TASK OBJECTIVE ::
Reproduce every one of the following records line for line, with no changes at all.

INPUT ROWS ::
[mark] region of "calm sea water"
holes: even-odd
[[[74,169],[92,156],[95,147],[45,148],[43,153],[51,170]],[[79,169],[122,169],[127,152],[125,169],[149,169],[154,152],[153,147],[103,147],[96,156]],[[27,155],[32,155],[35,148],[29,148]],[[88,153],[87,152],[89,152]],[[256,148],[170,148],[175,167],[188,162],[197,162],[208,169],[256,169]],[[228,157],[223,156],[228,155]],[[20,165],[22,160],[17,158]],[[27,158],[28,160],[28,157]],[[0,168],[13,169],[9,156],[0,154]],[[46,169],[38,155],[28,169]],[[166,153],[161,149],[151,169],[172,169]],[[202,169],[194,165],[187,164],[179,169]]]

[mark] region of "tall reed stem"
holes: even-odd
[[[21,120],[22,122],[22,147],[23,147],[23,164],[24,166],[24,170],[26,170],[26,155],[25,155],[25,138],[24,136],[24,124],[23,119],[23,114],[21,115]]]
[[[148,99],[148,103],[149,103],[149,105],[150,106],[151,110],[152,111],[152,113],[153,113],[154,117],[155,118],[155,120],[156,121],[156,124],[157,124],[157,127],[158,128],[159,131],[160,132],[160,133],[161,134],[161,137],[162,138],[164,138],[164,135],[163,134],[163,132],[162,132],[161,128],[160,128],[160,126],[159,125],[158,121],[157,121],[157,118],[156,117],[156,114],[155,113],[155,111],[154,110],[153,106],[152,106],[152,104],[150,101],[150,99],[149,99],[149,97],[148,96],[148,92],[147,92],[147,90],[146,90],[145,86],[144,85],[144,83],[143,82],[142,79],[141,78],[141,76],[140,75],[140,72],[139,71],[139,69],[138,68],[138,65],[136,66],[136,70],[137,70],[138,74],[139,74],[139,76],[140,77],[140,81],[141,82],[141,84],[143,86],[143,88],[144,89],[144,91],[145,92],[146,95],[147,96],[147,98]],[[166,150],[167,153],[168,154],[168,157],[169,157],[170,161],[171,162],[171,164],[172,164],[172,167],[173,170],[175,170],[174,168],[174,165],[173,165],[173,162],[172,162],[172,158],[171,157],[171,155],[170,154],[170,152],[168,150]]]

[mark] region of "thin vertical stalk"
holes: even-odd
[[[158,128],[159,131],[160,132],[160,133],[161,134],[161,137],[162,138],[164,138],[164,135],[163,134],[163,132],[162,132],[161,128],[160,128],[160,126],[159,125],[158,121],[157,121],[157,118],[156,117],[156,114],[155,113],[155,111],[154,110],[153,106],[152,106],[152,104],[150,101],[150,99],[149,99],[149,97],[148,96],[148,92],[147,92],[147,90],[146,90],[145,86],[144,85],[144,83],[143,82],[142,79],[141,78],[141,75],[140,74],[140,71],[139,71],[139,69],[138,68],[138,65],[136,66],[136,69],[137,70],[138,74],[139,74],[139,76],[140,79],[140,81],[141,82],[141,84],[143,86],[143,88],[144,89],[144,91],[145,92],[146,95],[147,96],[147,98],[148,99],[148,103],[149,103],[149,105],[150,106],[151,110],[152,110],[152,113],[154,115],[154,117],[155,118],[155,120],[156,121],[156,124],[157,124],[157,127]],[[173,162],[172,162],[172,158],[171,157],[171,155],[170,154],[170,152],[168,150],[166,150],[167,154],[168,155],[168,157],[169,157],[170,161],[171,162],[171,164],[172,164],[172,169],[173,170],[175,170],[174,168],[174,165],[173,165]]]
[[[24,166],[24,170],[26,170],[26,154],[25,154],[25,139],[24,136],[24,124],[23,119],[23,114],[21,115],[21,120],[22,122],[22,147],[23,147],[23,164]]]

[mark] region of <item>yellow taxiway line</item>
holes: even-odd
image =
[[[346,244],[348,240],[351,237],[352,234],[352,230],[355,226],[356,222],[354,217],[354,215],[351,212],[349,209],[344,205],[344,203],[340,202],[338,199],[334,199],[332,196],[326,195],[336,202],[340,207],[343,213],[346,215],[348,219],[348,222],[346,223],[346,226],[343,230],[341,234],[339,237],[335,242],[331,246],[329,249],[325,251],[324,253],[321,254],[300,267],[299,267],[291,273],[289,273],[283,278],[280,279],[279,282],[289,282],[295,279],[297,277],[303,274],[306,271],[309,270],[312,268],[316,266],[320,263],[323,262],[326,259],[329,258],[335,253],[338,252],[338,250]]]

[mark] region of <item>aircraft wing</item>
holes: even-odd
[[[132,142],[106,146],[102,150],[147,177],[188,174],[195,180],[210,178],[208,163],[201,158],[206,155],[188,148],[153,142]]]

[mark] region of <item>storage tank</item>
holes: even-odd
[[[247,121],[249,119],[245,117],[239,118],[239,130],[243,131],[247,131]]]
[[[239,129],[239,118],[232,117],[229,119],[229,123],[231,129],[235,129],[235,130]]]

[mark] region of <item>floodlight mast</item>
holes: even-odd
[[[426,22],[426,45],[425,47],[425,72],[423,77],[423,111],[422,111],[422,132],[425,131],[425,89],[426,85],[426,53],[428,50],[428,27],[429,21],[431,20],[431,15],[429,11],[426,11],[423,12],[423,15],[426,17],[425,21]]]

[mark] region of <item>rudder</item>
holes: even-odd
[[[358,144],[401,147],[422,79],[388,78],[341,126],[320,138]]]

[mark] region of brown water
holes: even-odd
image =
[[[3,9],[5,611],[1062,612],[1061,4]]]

TASK OUTPUT ::
[mark] region of "calm sea water"
holes: even-odd
[[[74,169],[92,156],[95,147],[45,148],[43,153],[51,170]],[[79,169],[122,169],[127,152],[125,169],[149,169],[154,152],[153,147],[103,147],[96,156]],[[27,155],[32,155],[35,148],[29,148]],[[88,153],[87,152],[89,152]],[[256,148],[170,148],[175,167],[188,162],[197,162],[208,169],[256,169]],[[228,157],[223,156],[228,155]],[[20,165],[22,160],[17,158]],[[27,158],[28,160],[28,157]],[[0,168],[13,169],[9,156],[0,154]],[[46,169],[38,155],[28,169]],[[166,153],[161,149],[151,169],[172,169]],[[202,169],[194,165],[187,164],[179,169]]]

[mark] region of "tall reed stem"
holes: even-odd
[[[21,120],[22,122],[22,147],[23,147],[23,164],[24,166],[24,170],[26,170],[26,155],[25,155],[25,138],[24,136],[24,124],[23,119],[23,114],[21,115]]]
[[[148,99],[148,103],[149,103],[149,105],[150,106],[151,110],[152,111],[152,113],[153,113],[154,117],[155,118],[155,120],[156,121],[156,124],[157,124],[157,127],[158,128],[159,131],[160,132],[160,133],[161,134],[161,137],[162,138],[164,138],[164,135],[163,134],[163,132],[162,132],[161,128],[160,128],[160,126],[159,125],[158,121],[157,121],[157,118],[156,117],[156,114],[155,113],[155,111],[154,110],[153,106],[152,106],[152,104],[150,101],[150,99],[149,99],[149,97],[148,96],[148,92],[147,92],[147,90],[146,90],[145,86],[144,85],[144,83],[143,82],[142,79],[141,78],[141,76],[140,75],[140,72],[139,71],[139,69],[138,68],[138,65],[136,66],[136,70],[137,70],[138,74],[139,74],[139,76],[140,77],[140,81],[141,82],[141,84],[143,86],[143,88],[144,89],[144,91],[145,92],[146,95],[147,96],[147,98]],[[166,150],[167,153],[168,154],[168,157],[169,157],[170,161],[171,162],[171,164],[172,164],[172,167],[173,170],[175,170],[174,168],[174,165],[173,165],[173,162],[172,162],[172,158],[171,157],[171,155],[170,154],[170,152],[168,150]]]

[mark] region of "thin vertical stalk"
holes: even-odd
[[[158,128],[159,131],[160,132],[160,133],[161,134],[161,137],[162,138],[164,138],[164,135],[163,134],[163,132],[162,132],[161,128],[160,128],[160,126],[159,125],[158,121],[157,121],[157,118],[156,117],[156,114],[155,113],[155,111],[154,110],[153,106],[152,106],[152,104],[150,101],[150,99],[149,99],[149,97],[148,96],[148,92],[147,92],[147,90],[146,90],[145,86],[144,85],[144,83],[143,82],[142,79],[141,78],[141,75],[140,74],[140,71],[139,71],[139,69],[138,68],[138,65],[136,66],[136,69],[137,70],[138,74],[139,74],[139,76],[140,79],[140,81],[141,82],[141,84],[143,86],[143,88],[144,89],[144,91],[145,92],[146,95],[147,96],[147,98],[148,99],[148,103],[149,103],[149,105],[150,106],[151,110],[152,110],[152,113],[154,115],[154,117],[155,118],[155,120],[156,121],[156,124],[157,124],[157,127]],[[173,162],[172,162],[172,158],[171,157],[171,155],[170,154],[170,152],[168,150],[166,150],[167,154],[168,155],[168,157],[169,157],[170,161],[171,162],[171,164],[172,164],[172,169],[173,170],[175,170],[174,168],[174,165],[173,165]]]
[[[24,166],[24,170],[26,170],[26,154],[25,154],[25,139],[24,136],[24,124],[23,119],[23,114],[21,115],[21,120],[22,122],[22,147],[23,147],[23,164]]]

[mark] region of <item>yellow taxiway line</item>
holes: even-odd
image =
[[[346,244],[348,240],[351,237],[352,234],[352,230],[355,226],[356,222],[354,217],[354,215],[351,212],[349,209],[344,205],[344,203],[340,202],[338,199],[334,199],[332,196],[326,195],[336,202],[340,207],[343,213],[346,215],[348,219],[348,222],[346,223],[346,226],[343,230],[341,234],[339,237],[335,242],[331,246],[329,249],[325,251],[324,253],[321,254],[300,267],[299,267],[291,273],[289,273],[283,278],[280,279],[279,282],[289,282],[295,279],[297,277],[303,274],[306,271],[309,270],[312,268],[316,266],[320,263],[323,262],[326,259],[329,258],[335,253],[338,252],[338,250]]]

[mark] region of <item>aircraft wing</item>
holes: even-odd
[[[132,142],[106,146],[102,150],[147,177],[188,174],[195,180],[210,178],[208,163],[201,158],[206,155],[188,148],[153,142]]]

[mark] region of <item>storage tank</item>
holes: even-odd
[[[247,121],[249,119],[245,117],[239,118],[239,130],[243,131],[247,131]]]
[[[239,129],[239,118],[232,117],[229,119],[229,123],[231,129],[235,129],[235,130]]]

[mark] region of <item>floodlight mast</item>
holes: even-odd
[[[426,22],[426,45],[425,47],[425,72],[423,77],[423,111],[422,111],[422,132],[425,131],[425,89],[426,85],[426,53],[428,50],[428,27],[429,21],[431,20],[431,15],[429,11],[426,11],[423,12],[423,15],[426,17],[425,21]]]

[mark] region of <item>rudder</item>
holes: even-odd
[[[358,144],[401,147],[422,79],[388,78],[341,126],[320,138]]]

[mark] region of brown water
holes: even-odd
image =
[[[3,9],[5,611],[1062,612],[1061,4]]]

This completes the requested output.